[Extracted data entries]

======

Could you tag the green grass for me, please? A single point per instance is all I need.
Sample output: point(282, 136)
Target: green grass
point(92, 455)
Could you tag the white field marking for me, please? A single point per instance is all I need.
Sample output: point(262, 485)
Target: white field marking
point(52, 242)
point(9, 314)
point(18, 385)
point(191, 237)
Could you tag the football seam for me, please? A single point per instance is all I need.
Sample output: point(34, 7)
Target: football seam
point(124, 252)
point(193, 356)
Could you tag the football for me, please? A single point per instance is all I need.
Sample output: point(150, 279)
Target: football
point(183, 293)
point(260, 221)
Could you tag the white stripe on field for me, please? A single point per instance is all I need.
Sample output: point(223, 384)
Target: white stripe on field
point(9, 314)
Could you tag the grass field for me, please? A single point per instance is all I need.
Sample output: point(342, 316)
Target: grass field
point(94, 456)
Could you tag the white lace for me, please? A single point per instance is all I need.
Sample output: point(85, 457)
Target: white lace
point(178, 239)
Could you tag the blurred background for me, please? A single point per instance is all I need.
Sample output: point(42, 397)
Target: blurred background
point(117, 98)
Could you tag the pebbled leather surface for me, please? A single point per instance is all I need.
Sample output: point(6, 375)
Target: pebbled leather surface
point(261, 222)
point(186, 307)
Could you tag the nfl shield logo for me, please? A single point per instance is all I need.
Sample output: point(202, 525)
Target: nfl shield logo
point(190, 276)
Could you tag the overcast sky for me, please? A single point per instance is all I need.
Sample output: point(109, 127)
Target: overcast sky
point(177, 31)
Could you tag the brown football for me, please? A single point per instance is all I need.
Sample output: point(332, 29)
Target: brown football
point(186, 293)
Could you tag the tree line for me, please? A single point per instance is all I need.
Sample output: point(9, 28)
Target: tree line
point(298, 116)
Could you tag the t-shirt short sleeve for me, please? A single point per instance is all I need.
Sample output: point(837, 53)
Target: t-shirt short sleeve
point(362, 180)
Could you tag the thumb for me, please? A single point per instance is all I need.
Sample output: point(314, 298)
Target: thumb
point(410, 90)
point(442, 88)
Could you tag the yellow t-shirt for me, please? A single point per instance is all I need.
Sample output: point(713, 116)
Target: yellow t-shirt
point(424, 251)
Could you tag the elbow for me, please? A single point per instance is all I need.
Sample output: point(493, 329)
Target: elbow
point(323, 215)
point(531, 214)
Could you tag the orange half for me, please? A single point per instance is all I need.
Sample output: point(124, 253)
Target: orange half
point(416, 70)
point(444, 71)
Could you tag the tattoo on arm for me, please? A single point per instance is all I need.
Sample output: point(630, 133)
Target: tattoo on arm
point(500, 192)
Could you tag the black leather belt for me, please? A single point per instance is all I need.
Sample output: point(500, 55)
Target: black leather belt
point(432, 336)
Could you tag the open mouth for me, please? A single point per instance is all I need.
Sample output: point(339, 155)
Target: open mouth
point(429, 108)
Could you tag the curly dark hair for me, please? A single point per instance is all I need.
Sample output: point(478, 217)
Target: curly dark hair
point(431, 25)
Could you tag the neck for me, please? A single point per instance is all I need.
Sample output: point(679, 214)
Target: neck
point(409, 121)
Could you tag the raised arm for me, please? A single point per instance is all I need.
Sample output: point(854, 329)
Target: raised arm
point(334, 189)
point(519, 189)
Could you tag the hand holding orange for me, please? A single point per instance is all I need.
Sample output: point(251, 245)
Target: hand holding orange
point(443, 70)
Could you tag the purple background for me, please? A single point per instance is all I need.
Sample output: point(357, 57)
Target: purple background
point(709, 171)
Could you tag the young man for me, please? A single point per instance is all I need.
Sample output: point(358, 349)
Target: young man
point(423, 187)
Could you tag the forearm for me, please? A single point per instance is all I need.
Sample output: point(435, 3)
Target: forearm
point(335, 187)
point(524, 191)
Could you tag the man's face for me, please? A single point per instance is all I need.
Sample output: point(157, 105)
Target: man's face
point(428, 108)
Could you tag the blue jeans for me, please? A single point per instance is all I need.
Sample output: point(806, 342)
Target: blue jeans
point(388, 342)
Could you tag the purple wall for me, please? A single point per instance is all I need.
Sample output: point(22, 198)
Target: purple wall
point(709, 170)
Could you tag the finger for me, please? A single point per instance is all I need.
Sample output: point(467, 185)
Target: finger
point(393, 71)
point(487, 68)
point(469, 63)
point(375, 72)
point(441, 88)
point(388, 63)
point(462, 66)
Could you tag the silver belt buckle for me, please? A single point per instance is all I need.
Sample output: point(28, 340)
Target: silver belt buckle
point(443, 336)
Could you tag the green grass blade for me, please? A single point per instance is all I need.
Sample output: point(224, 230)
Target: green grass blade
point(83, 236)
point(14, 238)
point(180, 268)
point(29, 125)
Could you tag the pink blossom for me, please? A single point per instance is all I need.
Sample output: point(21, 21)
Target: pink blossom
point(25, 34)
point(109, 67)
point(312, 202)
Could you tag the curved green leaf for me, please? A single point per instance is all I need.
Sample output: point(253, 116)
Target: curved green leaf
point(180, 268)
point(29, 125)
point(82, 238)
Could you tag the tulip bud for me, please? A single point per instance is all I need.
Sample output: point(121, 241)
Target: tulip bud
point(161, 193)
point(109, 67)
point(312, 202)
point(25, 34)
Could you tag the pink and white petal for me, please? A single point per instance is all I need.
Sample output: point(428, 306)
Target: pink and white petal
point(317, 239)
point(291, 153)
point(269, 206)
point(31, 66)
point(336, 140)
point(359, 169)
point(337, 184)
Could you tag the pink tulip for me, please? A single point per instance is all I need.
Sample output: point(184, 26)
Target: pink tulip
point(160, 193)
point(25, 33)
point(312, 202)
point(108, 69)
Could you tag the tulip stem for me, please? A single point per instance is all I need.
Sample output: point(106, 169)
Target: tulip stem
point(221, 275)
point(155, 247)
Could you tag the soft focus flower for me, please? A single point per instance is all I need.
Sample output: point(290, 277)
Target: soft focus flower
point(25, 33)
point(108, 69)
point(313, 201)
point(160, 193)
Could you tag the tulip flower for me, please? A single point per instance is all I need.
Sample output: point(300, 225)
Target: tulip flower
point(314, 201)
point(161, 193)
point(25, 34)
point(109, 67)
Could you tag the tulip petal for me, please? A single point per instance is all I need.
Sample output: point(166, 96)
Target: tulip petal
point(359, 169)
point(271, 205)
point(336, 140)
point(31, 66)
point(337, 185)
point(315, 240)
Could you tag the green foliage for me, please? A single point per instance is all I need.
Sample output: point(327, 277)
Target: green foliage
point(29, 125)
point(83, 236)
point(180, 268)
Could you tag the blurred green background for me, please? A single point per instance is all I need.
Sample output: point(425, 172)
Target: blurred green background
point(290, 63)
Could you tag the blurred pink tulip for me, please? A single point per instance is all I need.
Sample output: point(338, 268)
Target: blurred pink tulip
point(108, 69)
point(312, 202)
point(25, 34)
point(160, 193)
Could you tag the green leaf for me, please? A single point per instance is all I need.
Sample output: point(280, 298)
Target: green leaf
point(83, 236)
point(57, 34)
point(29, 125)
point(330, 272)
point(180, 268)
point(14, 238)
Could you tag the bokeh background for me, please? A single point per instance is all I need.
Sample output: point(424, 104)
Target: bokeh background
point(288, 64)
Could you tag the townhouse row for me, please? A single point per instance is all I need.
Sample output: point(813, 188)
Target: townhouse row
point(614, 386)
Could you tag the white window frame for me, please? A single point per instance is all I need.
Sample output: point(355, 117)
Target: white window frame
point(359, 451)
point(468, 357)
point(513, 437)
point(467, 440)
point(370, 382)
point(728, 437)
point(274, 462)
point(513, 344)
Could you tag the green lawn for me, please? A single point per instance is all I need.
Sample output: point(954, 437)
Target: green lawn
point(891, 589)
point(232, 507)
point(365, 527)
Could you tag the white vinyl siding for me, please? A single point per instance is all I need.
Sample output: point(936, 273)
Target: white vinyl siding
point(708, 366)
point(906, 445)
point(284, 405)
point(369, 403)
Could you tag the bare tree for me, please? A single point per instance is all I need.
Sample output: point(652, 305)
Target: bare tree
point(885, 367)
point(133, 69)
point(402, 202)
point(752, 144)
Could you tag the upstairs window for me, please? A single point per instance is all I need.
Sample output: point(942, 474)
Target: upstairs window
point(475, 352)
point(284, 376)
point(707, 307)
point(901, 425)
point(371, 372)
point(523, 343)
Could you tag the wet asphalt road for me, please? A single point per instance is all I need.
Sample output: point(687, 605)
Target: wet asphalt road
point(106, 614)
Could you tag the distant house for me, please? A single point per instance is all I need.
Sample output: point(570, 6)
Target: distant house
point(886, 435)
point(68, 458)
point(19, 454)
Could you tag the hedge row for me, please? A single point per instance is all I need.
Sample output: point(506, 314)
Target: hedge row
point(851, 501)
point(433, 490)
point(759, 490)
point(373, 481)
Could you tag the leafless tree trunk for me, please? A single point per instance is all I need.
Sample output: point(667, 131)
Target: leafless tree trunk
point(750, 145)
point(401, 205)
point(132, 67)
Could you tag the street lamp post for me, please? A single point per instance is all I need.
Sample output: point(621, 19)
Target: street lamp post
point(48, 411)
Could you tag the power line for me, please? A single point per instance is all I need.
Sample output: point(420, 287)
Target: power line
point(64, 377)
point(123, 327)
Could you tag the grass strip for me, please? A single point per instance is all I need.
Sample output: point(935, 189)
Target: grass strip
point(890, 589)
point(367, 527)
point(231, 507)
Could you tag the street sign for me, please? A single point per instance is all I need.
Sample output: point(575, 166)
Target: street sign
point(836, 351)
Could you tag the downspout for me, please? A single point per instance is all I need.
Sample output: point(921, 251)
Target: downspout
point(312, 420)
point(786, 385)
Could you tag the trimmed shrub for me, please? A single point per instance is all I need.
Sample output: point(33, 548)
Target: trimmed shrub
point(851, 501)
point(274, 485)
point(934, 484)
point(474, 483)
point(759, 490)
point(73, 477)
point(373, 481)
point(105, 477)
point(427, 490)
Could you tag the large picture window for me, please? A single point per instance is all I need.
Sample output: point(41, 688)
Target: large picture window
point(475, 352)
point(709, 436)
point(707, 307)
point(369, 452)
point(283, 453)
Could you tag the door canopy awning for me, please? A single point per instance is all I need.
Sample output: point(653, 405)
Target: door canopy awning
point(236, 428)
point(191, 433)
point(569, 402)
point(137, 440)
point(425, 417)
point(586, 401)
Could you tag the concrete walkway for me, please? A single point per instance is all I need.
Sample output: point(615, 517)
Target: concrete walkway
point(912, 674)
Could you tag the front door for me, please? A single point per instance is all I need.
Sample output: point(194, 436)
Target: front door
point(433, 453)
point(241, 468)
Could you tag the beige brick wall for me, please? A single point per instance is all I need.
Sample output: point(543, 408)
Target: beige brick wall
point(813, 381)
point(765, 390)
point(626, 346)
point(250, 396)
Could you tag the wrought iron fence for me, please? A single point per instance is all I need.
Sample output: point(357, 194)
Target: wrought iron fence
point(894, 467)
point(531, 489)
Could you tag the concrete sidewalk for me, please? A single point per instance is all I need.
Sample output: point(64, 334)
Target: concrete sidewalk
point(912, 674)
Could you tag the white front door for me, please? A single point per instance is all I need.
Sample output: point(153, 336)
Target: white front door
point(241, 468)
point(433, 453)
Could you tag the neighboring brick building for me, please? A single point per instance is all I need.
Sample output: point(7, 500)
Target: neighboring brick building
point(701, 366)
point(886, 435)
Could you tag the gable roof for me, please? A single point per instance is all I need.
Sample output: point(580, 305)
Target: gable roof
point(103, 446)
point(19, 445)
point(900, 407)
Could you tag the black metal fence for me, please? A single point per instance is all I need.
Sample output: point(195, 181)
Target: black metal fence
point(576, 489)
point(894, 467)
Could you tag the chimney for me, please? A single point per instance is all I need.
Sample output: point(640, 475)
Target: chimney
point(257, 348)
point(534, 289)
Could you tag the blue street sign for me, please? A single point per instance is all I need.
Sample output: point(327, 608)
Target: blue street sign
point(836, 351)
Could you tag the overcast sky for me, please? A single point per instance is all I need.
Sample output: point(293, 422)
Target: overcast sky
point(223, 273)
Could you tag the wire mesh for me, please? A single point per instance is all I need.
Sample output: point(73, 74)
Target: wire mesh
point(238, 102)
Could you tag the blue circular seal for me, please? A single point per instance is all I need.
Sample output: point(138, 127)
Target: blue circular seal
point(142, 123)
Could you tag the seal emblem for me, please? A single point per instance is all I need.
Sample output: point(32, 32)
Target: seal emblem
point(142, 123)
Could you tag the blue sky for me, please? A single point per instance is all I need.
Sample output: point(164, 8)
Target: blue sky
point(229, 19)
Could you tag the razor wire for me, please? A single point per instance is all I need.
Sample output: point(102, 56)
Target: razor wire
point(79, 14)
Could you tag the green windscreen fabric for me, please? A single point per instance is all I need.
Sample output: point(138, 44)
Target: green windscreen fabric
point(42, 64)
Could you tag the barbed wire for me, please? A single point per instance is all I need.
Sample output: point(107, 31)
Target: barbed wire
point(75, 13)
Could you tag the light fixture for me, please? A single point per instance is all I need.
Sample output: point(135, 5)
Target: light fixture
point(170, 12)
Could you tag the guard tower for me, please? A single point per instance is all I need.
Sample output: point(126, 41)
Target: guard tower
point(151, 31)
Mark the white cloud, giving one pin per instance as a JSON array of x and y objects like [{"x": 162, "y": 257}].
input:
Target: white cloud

======

Task statement ->
Take the line containing "Target: chimney" as the start and the last line of the data as the end, and reproduce that range exactly.

Exercise output ->
Target: chimney
point(257, 348)
point(534, 289)
Could you tag the blue street sign for me, please? A single point per instance is all I need.
Sample output: point(327, 608)
Target: blue street sign
point(836, 351)
Could you tag the overcast sky for me, please? A single point per instance is all I need.
Sample output: point(293, 422)
Target: overcast sky
point(223, 273)
Could you tag the wire mesh for me, please? A single point per instance is all I need.
Sample output: point(73, 74)
Target: wire mesh
point(238, 102)
Could you tag the blue circular seal for me, please? A single point per instance is all I need.
Sample output: point(138, 127)
Target: blue circular seal
point(142, 123)
Could you tag the seal emblem for me, please? A single point per instance is all I need.
Sample output: point(32, 32)
Target: seal emblem
point(142, 123)
Could you tag the blue sky for me, please? A single point per instance is all I need.
Sample output: point(164, 8)
Target: blue sky
point(229, 19)
Could you tag the razor wire for me, please? A single point per instance is all I need.
Sample output: point(102, 56)
Target: razor wire
point(79, 14)
Could you tag the green windscreen fabric for me, please? A single point per instance is all I need.
Sample output: point(138, 44)
Target: green windscreen fabric
point(42, 64)
Could you tag the barbed wire for me, please? A single point per instance is all I need.
Sample output: point(107, 31)
Target: barbed wire
point(75, 13)
Could you tag the light fixture for me, please? A single point per instance is all I need.
Sample output: point(135, 5)
Target: light fixture
point(170, 12)
Could you tag the guard tower for me, please? A single point per instance is all I need.
Sample output: point(126, 41)
Target: guard tower
point(151, 31)
Mark the white cloud, giving one pin per instance as a JSON array of x and y objects like [{"x": 162, "y": 257}].
input:
Target: white cloud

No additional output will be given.